When a line in the listing contains the string "glass", pick it out and copy it.

※

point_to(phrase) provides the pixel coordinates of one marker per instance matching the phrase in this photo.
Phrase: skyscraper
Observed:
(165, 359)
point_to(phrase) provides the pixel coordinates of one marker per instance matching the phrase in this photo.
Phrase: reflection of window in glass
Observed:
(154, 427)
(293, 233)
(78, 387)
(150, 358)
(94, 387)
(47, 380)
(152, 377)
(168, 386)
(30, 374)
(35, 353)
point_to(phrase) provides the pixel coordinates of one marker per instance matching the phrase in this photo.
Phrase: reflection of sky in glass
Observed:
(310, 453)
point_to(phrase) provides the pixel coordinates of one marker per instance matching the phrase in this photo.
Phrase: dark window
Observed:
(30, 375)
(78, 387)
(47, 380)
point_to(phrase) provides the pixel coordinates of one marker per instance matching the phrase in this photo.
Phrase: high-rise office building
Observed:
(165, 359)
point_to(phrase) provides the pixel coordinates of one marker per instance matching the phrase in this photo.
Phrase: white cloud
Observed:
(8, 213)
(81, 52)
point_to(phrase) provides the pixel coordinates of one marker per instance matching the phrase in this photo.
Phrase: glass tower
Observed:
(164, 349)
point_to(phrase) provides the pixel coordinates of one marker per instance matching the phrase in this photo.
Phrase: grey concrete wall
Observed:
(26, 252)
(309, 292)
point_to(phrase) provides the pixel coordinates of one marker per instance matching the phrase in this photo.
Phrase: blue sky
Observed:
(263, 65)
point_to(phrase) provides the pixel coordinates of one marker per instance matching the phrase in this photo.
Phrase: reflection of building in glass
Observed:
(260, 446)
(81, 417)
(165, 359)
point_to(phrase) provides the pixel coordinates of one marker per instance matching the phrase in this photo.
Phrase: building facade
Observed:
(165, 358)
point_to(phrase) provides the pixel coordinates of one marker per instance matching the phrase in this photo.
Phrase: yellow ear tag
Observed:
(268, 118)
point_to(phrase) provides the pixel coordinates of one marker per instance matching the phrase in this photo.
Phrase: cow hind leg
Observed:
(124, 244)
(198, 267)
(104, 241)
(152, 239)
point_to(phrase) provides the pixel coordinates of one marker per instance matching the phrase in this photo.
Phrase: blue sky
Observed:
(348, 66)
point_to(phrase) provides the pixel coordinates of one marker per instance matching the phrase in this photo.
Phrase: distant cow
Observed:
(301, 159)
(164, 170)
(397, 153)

※

■ YOUR SOLUTION:
Phrase: reflection of window in glass
Phrase: reflection of sky in glass
Phrase: glass tower
Phrase: reflection of building in glass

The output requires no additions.